> [Stated problem]: Return the passage from the forum thread below starting at "## jeffashman (Aug 30, 2021)" and ending at "my post-process process.", copied word for word.

# Peek-a-boo!



## jeffashman (Aug 30, 2021)

Playing with the Sigma 105mm macro again. Spotted this tiny fella in the Butterfly Milkweed. Also practiced my post-process process.

f/2.8 1/1000 ISO 200 105mm


aug30202101 by Jeff Ashman, on Flickr


----------



## Robshoots (Aug 30, 2021)

Wonderful shot, Jeff.  And aptly titled.


----------



## NS: Nikon Shooter (Aug 30, 2021)

Highly entertaining take, Jeff!


----------



## Space Face (Aug 31, 2021)

That's a good one J.  Great use of dof, focus is spot on and very well rendered colour palate.


----------



## Jeff15 (Aug 31, 2021)

Good shot.....


----------



## lesno1 (Aug 31, 2021)

That is a great shot Jeff well composed and sharp well done


----------



## jeffashman (Aug 31, 2021)

Robshoots said:


> Wonderful shot, Jeff.  And aptly titled.


Thank you!


NS: Nikon Shooter said:


> Highly entertaining take, Jeff!


Thanks!


Space Face said:


> That's a good one J.  Great use of dof, focus is spot on and very well rendered colour palate.


Thank you! It was the very last one "on the roll." Played with the order of my post processing, after watching a video, and it seems to have worked. 


Jeff15 said:


> Good shot.....


Thanks!


lesno1 said:


> That is a great shot Jeff well composed and sharp well done


Thank you!


----------



## K9Kirk (Aug 31, 2021)

Ha! Cute lil dude, nice shot.


----------



## NS: Nikon Shooter (Sep 1, 2021)

-


… had to revisit, toooo funny!


----------

[Lines of data]

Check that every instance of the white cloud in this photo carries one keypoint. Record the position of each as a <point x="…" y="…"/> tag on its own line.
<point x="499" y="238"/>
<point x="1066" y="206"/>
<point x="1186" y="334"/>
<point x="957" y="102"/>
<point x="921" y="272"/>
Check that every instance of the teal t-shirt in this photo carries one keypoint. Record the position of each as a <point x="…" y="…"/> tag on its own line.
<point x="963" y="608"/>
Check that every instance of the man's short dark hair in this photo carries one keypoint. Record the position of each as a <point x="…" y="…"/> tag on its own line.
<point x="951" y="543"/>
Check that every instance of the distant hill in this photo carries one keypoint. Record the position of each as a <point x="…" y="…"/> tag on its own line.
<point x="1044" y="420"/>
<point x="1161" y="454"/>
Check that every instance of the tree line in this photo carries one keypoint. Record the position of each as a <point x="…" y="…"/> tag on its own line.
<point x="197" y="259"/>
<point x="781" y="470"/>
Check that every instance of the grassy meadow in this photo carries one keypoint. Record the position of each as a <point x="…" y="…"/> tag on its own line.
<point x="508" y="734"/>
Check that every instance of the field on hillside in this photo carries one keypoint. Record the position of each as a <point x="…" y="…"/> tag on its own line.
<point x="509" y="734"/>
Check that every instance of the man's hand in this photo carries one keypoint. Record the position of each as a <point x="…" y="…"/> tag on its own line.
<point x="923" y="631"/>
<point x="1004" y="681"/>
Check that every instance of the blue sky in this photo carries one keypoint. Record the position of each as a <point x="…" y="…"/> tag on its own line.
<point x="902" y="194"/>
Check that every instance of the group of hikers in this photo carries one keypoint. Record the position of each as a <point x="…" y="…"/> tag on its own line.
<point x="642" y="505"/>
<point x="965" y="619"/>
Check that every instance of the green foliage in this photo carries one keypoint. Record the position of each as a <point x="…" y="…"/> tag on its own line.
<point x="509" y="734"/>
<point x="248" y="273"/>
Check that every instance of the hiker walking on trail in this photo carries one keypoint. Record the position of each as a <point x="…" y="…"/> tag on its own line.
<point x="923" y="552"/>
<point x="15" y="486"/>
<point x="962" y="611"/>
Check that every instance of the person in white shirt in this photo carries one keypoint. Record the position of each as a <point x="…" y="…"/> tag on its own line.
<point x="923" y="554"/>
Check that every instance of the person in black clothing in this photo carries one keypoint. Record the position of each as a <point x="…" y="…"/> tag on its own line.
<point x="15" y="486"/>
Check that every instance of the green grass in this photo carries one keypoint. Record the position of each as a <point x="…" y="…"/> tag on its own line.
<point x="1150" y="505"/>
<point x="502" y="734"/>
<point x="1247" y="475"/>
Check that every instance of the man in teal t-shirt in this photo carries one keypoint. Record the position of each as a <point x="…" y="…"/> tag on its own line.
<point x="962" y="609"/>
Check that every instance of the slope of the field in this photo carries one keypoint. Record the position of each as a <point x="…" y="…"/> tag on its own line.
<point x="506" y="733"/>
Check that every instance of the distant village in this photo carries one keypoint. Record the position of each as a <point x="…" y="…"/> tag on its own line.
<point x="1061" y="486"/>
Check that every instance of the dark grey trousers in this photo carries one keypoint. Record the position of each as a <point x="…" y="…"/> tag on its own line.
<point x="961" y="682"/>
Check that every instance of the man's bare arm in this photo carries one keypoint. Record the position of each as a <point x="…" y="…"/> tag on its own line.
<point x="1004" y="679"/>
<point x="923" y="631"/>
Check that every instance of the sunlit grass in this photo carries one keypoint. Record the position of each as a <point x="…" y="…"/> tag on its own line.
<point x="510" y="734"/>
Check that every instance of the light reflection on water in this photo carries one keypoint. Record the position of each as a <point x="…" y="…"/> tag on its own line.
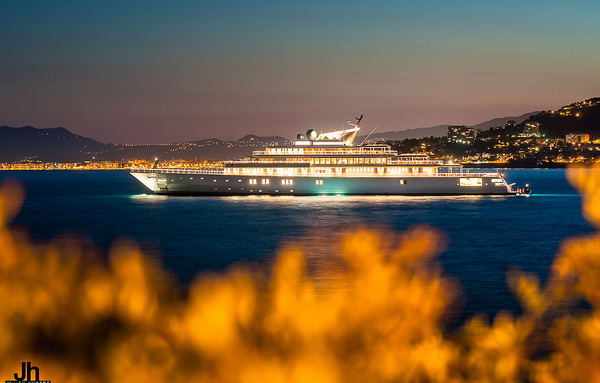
<point x="485" y="235"/>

> [Answer to this exercise]:
## jeffashman (Aug 30, 2021)

Playing with the Sigma 105mm macro again. Spotted this tiny fella in the Butterfly Milkweed. Also practiced my post-process process.